_THE TASK:_ Restate each entry word for word, leaving nothing out.
___ TASK INPUT
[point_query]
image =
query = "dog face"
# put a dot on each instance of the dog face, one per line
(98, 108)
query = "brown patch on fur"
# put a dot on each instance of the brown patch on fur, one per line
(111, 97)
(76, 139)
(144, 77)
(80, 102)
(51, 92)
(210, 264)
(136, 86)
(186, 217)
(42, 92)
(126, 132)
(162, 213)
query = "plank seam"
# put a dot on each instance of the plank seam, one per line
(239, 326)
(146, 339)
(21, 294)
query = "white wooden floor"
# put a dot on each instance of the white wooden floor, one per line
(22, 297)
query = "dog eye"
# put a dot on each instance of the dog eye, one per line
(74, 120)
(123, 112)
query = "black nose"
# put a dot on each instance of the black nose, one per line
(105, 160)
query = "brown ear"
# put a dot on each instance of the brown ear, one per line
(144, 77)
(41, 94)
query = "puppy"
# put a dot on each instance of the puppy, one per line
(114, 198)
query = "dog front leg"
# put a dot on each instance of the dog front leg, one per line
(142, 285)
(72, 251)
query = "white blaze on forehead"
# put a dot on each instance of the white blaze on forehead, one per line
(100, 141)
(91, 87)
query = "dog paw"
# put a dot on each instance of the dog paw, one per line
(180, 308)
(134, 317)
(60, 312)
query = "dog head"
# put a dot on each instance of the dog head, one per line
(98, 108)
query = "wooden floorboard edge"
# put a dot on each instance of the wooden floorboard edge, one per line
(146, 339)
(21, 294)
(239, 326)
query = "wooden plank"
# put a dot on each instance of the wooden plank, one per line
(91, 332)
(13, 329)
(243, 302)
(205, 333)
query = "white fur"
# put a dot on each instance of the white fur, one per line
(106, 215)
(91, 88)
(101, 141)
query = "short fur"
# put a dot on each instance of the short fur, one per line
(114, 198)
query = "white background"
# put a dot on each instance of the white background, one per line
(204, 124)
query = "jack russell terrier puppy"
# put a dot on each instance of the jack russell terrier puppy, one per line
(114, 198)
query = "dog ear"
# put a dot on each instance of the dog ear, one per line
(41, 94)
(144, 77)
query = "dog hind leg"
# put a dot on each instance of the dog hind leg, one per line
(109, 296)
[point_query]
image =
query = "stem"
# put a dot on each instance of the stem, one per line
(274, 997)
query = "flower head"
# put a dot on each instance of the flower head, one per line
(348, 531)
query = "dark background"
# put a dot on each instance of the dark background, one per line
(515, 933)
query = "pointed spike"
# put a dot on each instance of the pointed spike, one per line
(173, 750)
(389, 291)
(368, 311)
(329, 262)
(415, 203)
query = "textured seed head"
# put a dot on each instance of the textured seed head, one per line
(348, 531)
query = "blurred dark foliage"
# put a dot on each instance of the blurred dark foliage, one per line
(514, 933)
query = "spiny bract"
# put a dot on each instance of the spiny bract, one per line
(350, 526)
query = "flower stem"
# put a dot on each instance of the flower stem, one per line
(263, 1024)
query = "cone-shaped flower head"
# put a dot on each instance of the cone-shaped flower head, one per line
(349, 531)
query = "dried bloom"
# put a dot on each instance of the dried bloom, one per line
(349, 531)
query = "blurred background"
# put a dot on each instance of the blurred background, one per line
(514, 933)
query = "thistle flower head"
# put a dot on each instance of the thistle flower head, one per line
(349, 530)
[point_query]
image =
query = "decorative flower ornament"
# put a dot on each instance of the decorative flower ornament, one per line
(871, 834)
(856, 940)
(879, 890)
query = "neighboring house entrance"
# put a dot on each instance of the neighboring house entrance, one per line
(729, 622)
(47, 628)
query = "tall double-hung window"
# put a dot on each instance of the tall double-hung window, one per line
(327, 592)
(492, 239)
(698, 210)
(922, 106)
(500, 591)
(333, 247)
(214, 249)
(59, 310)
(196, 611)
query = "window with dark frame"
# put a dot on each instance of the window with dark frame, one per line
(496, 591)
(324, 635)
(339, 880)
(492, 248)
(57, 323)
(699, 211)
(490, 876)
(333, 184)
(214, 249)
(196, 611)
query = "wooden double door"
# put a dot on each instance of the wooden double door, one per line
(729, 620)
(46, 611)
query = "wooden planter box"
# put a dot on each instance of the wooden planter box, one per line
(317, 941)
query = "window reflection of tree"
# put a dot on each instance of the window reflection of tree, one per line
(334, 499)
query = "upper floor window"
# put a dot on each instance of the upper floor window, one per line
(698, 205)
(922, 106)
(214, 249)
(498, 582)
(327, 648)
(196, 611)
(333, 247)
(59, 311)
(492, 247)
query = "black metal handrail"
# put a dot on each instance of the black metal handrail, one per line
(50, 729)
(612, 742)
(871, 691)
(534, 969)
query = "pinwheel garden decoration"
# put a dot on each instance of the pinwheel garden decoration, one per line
______
_TASK ANSWER:_
[point_query]
image =
query = "dog face"
# put a dot on each instance of the dog face, one per line
(98, 108)
query = "brown patch on fur"
# put a dot on each instance of the brown patch on fur, one per line
(111, 97)
(76, 139)
(144, 77)
(80, 102)
(51, 92)
(210, 264)
(136, 86)
(186, 217)
(42, 92)
(126, 132)
(162, 213)
query = "plank seam"
# put a dot on each instance of the plank seam, one per line
(239, 326)
(146, 339)
(21, 294)
query = "white wooden floor"
# put a dot on each instance of the white wooden floor, one per line
(22, 297)
query = "dog eye"
# put a dot on each instance of the dog eye, one per line
(74, 120)
(123, 112)
query = "black nose"
# put a dot on each instance of the black nose, one per line
(105, 160)
query = "brown ear"
# put a dot on each instance of the brown ear, one per line
(144, 77)
(41, 94)
query = "puppy"
# put a dot on each instance of the puppy, one per line
(114, 198)
query = "dog front leg"
# put a dot on each instance of the dog front leg, one per line
(142, 285)
(72, 251)
query = "white blaze on forehead"
# put a dot on each instance of the white blaze on forehead, one per line
(100, 141)
(91, 87)
query = "dog paw"
# put a dot on each instance of the dog paw, one per line
(180, 308)
(134, 317)
(60, 312)
query = "dog head"
# put a dot on each instance of the dog head, one per line
(98, 108)
query = "wooden floorboard edge"
# put a dot on each instance of the wooden floorboard edge, one per line
(146, 339)
(21, 294)
(239, 326)
query = "wooden plank"
# put a dot on each instance of the wooden plank, one per line
(91, 332)
(13, 329)
(243, 302)
(205, 333)
query = "white fur"
# put a dot on each instance of the white fur, one per line
(106, 215)
(91, 88)
(101, 141)
query = "short fur"
# put a dot on each instance of the short fur, one per line
(114, 198)
query = "white background"
# put a dot on each instance of the white background, one per line
(204, 124)
query = "jack russell terrier puppy"
# put a dot on each instance of the jack russell terrier puppy, one per line
(114, 198)
query = "dog ear"
# put a dot on each instance of the dog ear, one per line
(41, 94)
(144, 77)
query = "dog hind leg"
# put a dot on each instance of the dog hind leg, one per line
(109, 296)
[point_query]
image =
query = "stem"
# put a dot on each instance of the stem, one per line
(274, 997)
query = "flower head"
# put a dot on each instance of the flower head, one per line
(348, 531)
query = "dark background"
# put a dot on each instance of the dark background, one per line
(515, 933)
query = "pointed spike"
# put a dot on each instance of the pointed spike, one per line
(173, 750)
(389, 291)
(368, 311)
(329, 262)
(415, 203)
query = "textured seed head"
# put a dot on each instance of the textured seed head, one per line
(348, 531)
query = "blurred dark foliage"
# put a dot on each instance of the blurred dark foliage, one per line
(514, 933)
query = "spiny bract"
# put a dot on each instance of the spiny bract, one per line
(350, 526)
query = "flower stem"
# put a dot on each instance of the flower stem, one per line
(263, 1024)
query = "cone-shaped flower head"
# put a dot on each instance of the cone-shaped flower head, one per line
(349, 531)
query = "dried bloom"
# put a dot on each instance of the dried bloom, one per line
(349, 531)
query = "blurred background"
# put a dot on each instance of the blurred background, one per line
(514, 933)
query = "thistle flower head"
# put a dot on each instance of the thistle flower head, one per line
(349, 530)
[point_query]
image =
query = "decorative flower ornament"
# put a dot on each instance of the decorative flower ornament, one per line
(871, 834)
(856, 940)
(879, 890)
query = "neighboring house entrance"
# put a dot on each instance of the neighboring house entrance, one per line
(729, 622)
(47, 628)
query = "tall double-hung window"
# put a dot on each instance of the tall double-hung window, one per line
(327, 592)
(492, 239)
(698, 210)
(922, 106)
(500, 591)
(333, 247)
(214, 249)
(59, 310)
(196, 611)
query = "window with dark frame"
# put a dot on each instance of the window with dark frame, one per line
(496, 591)
(324, 635)
(339, 880)
(492, 248)
(57, 323)
(699, 211)
(490, 876)
(333, 184)
(214, 249)
(196, 611)
query = "wooden double door"
# put a dot on each instance of the wooden double door, one per line
(729, 620)
(46, 611)
query = "wooden planter box"
# put a dot on each instance of the wooden planter box, one per line
(317, 941)
query = "window reflection of tree"
# put a dot on each instance of the window reflection of tree, one per line
(334, 499)
query = "upper floor window"
# put a dot on each instance of the upper floor window, one per line
(698, 205)
(922, 106)
(214, 249)
(498, 582)
(327, 648)
(196, 611)
(333, 247)
(59, 311)
(492, 247)
query = "black metal handrail"
# put a dot on each instance of the black metal handrail, one per line
(50, 729)
(612, 742)
(871, 691)
(534, 969)
query = "pinwheel garden decoration"
# put a dot on each instance of the pinwheel garden decoration, one per line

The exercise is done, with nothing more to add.